EXERCISE DETAILS »
Lay out every line of the material below as a Markdown table with the columns "Row" and "Entry". Put the row number in the first column and the line in the second, and omit blank lines.

Stored records
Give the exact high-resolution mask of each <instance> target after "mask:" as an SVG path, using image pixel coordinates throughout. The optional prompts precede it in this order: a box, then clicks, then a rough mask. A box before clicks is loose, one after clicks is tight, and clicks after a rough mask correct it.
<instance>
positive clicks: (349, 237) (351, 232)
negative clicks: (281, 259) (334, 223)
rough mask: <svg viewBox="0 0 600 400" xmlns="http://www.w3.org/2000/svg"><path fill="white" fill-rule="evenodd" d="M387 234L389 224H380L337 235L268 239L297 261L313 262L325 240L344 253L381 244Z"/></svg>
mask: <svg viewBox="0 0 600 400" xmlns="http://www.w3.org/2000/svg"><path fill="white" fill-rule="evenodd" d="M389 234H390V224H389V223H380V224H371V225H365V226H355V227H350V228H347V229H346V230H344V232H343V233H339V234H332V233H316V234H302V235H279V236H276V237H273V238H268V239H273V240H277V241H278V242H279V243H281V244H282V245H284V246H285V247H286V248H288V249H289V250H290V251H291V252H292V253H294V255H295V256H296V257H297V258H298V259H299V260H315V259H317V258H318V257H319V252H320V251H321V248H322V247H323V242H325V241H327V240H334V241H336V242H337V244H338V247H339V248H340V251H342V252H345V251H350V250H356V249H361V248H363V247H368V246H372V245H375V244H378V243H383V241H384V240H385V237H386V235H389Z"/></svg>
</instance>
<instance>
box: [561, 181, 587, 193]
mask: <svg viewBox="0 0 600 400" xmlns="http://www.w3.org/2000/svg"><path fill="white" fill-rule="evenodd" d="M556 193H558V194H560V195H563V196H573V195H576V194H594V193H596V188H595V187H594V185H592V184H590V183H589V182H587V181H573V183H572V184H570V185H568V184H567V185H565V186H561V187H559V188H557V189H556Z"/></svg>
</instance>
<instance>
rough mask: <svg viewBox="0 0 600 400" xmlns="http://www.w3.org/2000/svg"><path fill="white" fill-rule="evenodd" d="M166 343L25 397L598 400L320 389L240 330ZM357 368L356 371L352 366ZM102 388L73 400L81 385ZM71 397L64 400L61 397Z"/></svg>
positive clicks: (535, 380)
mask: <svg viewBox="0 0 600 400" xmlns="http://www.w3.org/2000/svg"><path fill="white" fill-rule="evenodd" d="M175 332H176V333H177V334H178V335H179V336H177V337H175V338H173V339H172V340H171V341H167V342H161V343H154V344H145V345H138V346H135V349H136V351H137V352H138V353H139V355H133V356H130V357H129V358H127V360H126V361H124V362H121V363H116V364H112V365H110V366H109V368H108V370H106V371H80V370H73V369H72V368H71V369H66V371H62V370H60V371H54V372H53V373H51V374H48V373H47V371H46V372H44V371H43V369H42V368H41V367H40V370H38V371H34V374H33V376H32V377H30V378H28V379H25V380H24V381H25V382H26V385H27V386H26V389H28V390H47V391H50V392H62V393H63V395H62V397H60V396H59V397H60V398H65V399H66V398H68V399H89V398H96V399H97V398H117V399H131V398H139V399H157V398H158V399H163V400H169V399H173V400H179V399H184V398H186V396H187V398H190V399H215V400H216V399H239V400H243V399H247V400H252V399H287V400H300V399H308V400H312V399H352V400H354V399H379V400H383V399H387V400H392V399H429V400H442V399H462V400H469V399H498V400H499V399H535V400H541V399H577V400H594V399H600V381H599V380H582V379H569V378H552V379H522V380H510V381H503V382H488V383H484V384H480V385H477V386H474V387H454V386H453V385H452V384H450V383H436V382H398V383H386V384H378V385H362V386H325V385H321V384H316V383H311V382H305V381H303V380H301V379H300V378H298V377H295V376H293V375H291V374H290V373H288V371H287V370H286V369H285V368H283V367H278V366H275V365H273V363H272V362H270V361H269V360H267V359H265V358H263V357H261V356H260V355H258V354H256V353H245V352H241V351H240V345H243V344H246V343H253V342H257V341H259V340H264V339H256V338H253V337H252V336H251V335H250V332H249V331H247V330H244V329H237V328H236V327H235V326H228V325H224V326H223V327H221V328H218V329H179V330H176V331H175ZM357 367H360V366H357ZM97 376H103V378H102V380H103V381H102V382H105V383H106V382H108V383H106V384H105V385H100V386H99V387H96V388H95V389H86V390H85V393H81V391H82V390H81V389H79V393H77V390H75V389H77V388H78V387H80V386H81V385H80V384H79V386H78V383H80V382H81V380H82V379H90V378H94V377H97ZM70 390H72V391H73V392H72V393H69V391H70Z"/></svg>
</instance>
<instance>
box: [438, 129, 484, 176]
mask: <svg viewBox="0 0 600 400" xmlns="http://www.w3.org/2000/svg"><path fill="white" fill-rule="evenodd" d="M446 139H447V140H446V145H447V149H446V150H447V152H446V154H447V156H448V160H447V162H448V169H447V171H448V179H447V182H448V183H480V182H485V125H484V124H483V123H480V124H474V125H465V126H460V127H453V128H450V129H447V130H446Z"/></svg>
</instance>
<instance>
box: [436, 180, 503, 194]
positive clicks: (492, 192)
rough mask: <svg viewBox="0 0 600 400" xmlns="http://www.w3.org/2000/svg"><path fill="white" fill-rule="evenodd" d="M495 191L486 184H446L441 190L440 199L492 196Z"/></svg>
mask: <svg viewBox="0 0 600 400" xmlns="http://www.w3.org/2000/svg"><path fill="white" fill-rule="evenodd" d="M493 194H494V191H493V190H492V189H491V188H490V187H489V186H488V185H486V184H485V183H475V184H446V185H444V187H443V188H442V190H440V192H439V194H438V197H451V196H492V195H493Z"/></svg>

RESULT OF THIS EXERCISE »
| Row | Entry |
|---|---|
| 1 | Give the exact high-resolution mask of each <instance> target after "mask:" as an SVG path, using image pixel coordinates throughout. The optional prompts precede it in this order: a box, then clicks, then a rough mask. A box before clicks is loose, one after clicks is tight, and clicks after a rough mask correct it. |
| 2 | <instance> |
| 3 | positive clicks: (349, 237) (351, 232) |
| 4 | negative clicks: (281, 259) (334, 223) |
| 5 | rough mask: <svg viewBox="0 0 600 400" xmlns="http://www.w3.org/2000/svg"><path fill="white" fill-rule="evenodd" d="M387 234L389 224H380L337 235L268 239L297 261L313 262L325 240L344 253L381 244Z"/></svg> |
| 6 | mask: <svg viewBox="0 0 600 400" xmlns="http://www.w3.org/2000/svg"><path fill="white" fill-rule="evenodd" d="M389 234H390V224H389V223H380V224H371V225H365V226H355V227H350V228H347V229H346V230H344V232H343V233H339V234H332V233H316V234H302V235H279V236H276V237H273V238H268V239H273V240H277V241H278V242H279V243H281V244H282V245H284V246H285V247H286V248H288V249H289V250H290V251H291V252H292V253H294V255H295V256H296V257H297V258H298V259H299V260H315V259H317V258H318V257H319V252H320V251H321V248H322V247H323V242H325V241H327V240H334V241H336V242H337V244H338V247H339V248H340V251H342V252H345V251H350V250H356V249H361V248H363V247H368V246H372V245H375V244H378V243H383V241H384V240H385V237H386V235H389Z"/></svg> |
| 7 | </instance> |
| 8 | <instance> |
| 9 | box: [561, 181, 587, 193] |
| 10 | mask: <svg viewBox="0 0 600 400" xmlns="http://www.w3.org/2000/svg"><path fill="white" fill-rule="evenodd" d="M556 193H558V194H560V195H563V196H573V195H576V194H594V193H596V188H595V187H594V185H592V184H590V183H589V182H587V181H573V183H572V184H570V185H568V184H567V185H565V186H561V187H559V188H557V189H556Z"/></svg> |
| 11 | </instance> |
| 12 | <instance> |
| 13 | rough mask: <svg viewBox="0 0 600 400" xmlns="http://www.w3.org/2000/svg"><path fill="white" fill-rule="evenodd" d="M166 343L25 397L598 400L320 389L240 330ZM357 368L356 371L352 366ZM102 388L73 400L81 385ZM71 397L64 400L61 397Z"/></svg> |
| 14 | positive clicks: (535, 380) |
| 15 | mask: <svg viewBox="0 0 600 400" xmlns="http://www.w3.org/2000/svg"><path fill="white" fill-rule="evenodd" d="M175 332H176V333H177V334H178V335H179V336H177V337H175V338H173V339H172V340H171V341H167V342H161V343H154V344H145V345H138V346H135V349H136V351H137V352H138V353H139V355H133V356H130V357H129V358H127V360H126V361H124V362H121V363H116V364H112V365H110V366H109V368H108V370H106V371H80V370H73V369H72V368H71V369H66V371H62V370H60V371H54V372H53V373H51V374H48V373H47V371H46V372H44V371H43V369H42V368H41V367H40V370H38V371H34V374H33V376H32V377H30V378H28V379H25V380H24V381H25V382H26V385H27V386H26V389H28V390H47V391H50V392H62V393H63V395H62V397H60V396H59V397H60V398H65V399H66V398H68V399H89V398H96V399H97V398H117V399H131V398H139V399H157V398H158V399H163V400H169V399H173V400H179V399H184V398H186V396H187V398H190V399H215V400H216V399H239V400H243V399H247V400H252V399H287V400H300V399H308V400H312V399H352V400H354V399H379V400H383V399H387V400H392V399H429V400H442V399H462V400H469V399H498V400H499V399H535V400H541V399H577V400H594V399H600V381H599V380H582V379H569V378H552V379H522V380H510V381H503V382H488V383H484V384H480V385H477V386H474V387H454V386H453V385H452V384H450V383H436V382H398V383H386V384H378V385H362V386H325V385H321V384H316V383H311V382H305V381H303V380H301V379H300V378H298V377H295V376H293V375H291V374H290V373H288V371H287V370H286V369H285V368H283V367H278V366H275V365H273V363H272V362H270V361H269V360H267V359H265V358H263V357H261V356H260V355H258V354H256V353H245V352H241V351H240V345H243V344H246V343H253V342H257V341H259V340H264V339H256V338H253V337H252V336H251V335H250V332H249V331H247V330H244V329H237V328H236V327H235V326H228V325H224V326H223V327H221V328H218V329H179V330H176V331H175ZM357 367H360V366H357ZM97 376H103V378H102V380H103V381H102V382H105V383H106V382H108V383H106V384H105V385H100V386H99V387H96V388H95V389H86V390H85V393H81V391H82V390H81V389H79V393H77V390H75V389H77V388H78V387H80V386H81V385H80V384H79V386H78V383H80V382H81V380H82V379H90V378H94V377H97ZM70 390H72V391H73V392H72V393H69V391H70Z"/></svg> |
| 16 | </instance> |
| 17 | <instance> |
| 18 | box: [438, 129, 484, 176] |
| 19 | mask: <svg viewBox="0 0 600 400" xmlns="http://www.w3.org/2000/svg"><path fill="white" fill-rule="evenodd" d="M446 139H447V140H446V145H447V149H446V150H447V152H446V154H447V156H448V160H447V162H448V169H447V171H448V179H447V182H448V183H480V182H485V125H484V124H483V123H480V124H474V125H465V126H460V127H453V128H450V129H447V130H446Z"/></svg> |
| 20 | </instance> |
| 21 | <instance> |
| 22 | box: [436, 180, 503, 194] |
| 23 | positive clicks: (492, 192) |
| 24 | rough mask: <svg viewBox="0 0 600 400" xmlns="http://www.w3.org/2000/svg"><path fill="white" fill-rule="evenodd" d="M495 191L486 184H446L441 190L440 199L492 196Z"/></svg> |
| 25 | mask: <svg viewBox="0 0 600 400" xmlns="http://www.w3.org/2000/svg"><path fill="white" fill-rule="evenodd" d="M493 194H494V191H493V190H492V189H491V188H490V187H489V186H488V185H486V184H485V183H475V184H446V185H444V187H443V188H442V190H440V192H439V194H438V197H451V196H492V195H493Z"/></svg> |